**TASK BRIEF**
Each line of the material must appear again in the answer, exactly.

——————

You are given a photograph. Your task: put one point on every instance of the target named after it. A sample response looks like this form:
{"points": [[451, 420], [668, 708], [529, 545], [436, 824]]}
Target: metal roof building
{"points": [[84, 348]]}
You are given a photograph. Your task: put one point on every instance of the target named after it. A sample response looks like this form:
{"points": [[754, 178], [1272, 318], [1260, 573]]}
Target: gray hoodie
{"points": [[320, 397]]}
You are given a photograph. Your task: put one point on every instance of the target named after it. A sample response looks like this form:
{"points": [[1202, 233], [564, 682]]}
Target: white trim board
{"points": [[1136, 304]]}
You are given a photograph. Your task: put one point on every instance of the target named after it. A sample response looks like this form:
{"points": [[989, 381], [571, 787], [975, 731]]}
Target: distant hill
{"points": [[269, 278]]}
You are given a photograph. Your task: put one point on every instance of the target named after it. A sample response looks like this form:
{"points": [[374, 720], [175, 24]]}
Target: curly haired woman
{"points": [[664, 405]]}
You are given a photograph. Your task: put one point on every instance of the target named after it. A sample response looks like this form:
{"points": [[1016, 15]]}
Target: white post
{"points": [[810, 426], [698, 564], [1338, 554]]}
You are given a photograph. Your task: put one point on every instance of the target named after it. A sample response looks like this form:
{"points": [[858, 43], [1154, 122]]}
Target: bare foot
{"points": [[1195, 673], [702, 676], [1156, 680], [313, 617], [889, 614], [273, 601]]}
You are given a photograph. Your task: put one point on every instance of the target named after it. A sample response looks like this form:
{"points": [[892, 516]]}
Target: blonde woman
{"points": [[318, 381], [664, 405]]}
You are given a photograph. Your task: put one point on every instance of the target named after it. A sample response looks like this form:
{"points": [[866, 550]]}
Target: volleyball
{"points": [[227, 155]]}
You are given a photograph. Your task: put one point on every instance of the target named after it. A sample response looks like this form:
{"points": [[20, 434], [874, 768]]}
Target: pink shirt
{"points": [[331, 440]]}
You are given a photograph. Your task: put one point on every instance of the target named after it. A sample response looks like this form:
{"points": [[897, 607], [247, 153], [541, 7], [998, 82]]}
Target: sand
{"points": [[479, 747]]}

——————

**SOLUTION**
You are given a photograph. Your task: put one point on every instance of the target named after it. A sample response looks like this form:
{"points": [[451, 420], [668, 708], [529, 545], [436, 824]]}
Target: metal roof building
{"points": [[84, 348]]}
You are given a photograph. Your task: put one point on every instance of the target named after it. A sample response looks like this form:
{"points": [[754, 178], [1272, 318], [1260, 573]]}
Target: gray hoodie
{"points": [[320, 397]]}
You are given a photograph. Your task: put one point on every instance of the target named after it. A sample response looks like this form:
{"points": [[1202, 233], [564, 682]]}
Target: white trim board
{"points": [[1136, 304]]}
You are given a photograph. Your task: put one point on every instance of the target named after it. A sample response looks like this form:
{"points": [[989, 381], [571, 787], [975, 731]]}
Target: distant hill
{"points": [[269, 278]]}
You are given a photograph. Your task: put one point on every instance of the target named after it. A sample response looks like this form:
{"points": [[374, 720], [175, 24]]}
Target: curly haired woman
{"points": [[664, 405]]}
You are given a photograph. Your task: put one point on every instance of the target named after it. A sample response looks like this form:
{"points": [[1016, 15]]}
Target: white post
{"points": [[810, 426], [698, 564], [1338, 554]]}
You are given a photograph. Your task: put one point on every instance of the target named after it. A sample response looks like this form:
{"points": [[858, 43], [1154, 122]]}
Target: bare foot
{"points": [[1195, 673], [702, 676], [1156, 680], [313, 617], [889, 614], [273, 601]]}
You are given a photograph. Your task: put one point on every instance of the target named after it. A sample response looks like this form:
{"points": [[892, 516]]}
Target: blonde woman
{"points": [[318, 381], [664, 405]]}
You are given a photograph. Your task: put one point on every instance of the target named after it. A sample response looks like this form:
{"points": [[866, 550]]}
Target: volleyball
{"points": [[227, 155]]}
You are given a photograph. Your task: put one point on every instance of the target named after it. A sample response looks like this form:
{"points": [[20, 434], [874, 768]]}
Target: pink shirt
{"points": [[331, 440]]}
You are given a photograph. Your task: put one point on every instance of the target named after it. A sample response looks like this form:
{"points": [[897, 607], [247, 153], [541, 7], [998, 82]]}
Target: sand
{"points": [[479, 747]]}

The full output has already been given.